Extrait du document:
********

Avant que le ciel ne nous tombe sur la tête !
© Nicolas Martinez
Optraken est le premier tir groupé du Galaktik Ensemble. Engagements physique et politique avec des moyens poétiques : du cirque comme on l’aime, créatif et percutant !
Après le masque, le casque ? Ici, le sol se dérobe et il pleut des objets de toutes sortes. Le mobilier ne tient pas le choc non plus. Jusqu’aux pendrions qui s’écroulent. Bref, le danger est omniprésent et c’est le chaos le plus total. Dans ce milieu hostile, cinq individus doivent donc ruser. D’astucieux panneaux mouvants servent à la fois de boucliers et de rampes de lancement, de tableaux noirs et d’écrans. Sauf que la machine s’emballe.
L’art de l’esquive
Projectiles, déflagrations, effondrements… Les séquences absurdes s’enchaînent sans temps mort. La cadence devient vite infernale. Cette profusion de plâtre, de pétards et de plastique (sacs, plantes artificielles, bâche…) en dit beaucoup de nos excès : surproduction, surconsommation, bétonisation, pollution… Alors, ces héros des temps modernes font comme ils peuvent : ils jouent leur survie. Rien de moins. Après une multitude de chutes, quelques comas, de nombreux coups et plusieurs décès, le danger plane toujours, jusqu’à la libération de la parole nous incitant à sortir couverts. Oui, casqués !

********

Entrées du jeu de données de pointage:
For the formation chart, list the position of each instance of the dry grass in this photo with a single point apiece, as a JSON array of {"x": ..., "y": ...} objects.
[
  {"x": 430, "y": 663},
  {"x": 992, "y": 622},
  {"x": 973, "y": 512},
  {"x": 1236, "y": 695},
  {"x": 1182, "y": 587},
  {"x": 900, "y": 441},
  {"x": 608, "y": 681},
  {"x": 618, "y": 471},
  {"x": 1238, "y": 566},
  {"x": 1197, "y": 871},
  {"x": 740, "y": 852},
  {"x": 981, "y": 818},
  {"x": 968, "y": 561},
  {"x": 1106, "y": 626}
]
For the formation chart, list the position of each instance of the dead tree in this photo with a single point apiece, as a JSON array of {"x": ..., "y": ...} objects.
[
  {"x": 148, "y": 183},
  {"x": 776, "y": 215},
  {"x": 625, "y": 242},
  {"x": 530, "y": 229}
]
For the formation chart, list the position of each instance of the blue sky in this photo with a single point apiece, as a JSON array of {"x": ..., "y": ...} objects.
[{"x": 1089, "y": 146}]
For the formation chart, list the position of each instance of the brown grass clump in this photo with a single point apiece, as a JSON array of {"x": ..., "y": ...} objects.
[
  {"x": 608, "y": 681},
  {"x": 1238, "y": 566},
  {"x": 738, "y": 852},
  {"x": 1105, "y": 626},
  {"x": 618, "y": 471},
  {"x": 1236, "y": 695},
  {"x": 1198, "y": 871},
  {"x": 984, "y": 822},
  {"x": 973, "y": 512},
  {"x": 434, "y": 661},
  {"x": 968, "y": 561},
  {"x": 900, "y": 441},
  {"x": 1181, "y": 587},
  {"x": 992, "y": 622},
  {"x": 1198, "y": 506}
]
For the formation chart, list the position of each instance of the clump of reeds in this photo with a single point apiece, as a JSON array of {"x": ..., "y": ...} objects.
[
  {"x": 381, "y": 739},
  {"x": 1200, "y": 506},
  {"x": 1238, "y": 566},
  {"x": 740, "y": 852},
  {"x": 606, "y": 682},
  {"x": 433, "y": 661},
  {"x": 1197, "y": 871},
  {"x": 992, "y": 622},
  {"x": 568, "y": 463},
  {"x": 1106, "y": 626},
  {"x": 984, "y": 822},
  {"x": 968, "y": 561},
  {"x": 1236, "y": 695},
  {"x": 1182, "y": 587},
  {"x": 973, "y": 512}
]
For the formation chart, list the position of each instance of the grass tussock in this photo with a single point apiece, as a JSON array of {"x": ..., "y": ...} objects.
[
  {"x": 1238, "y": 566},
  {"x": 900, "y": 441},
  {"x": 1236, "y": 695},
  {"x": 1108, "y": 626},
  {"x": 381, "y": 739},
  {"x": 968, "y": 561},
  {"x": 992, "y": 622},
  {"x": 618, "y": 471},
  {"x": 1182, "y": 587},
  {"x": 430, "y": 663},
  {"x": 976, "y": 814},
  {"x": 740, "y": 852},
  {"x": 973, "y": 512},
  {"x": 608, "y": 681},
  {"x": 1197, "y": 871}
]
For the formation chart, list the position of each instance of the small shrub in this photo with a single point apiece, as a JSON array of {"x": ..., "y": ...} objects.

********

Problème posé: Comment traduire en anglais la phrase « Dans ce milieu hostile, cinq individus doivent donc ruser. », tirée de la critique du spectacle Optraken ? Les entrées n'interviennent pas ici.

Réponse complète: In this hostile environment, five individuals must therefore use their wits.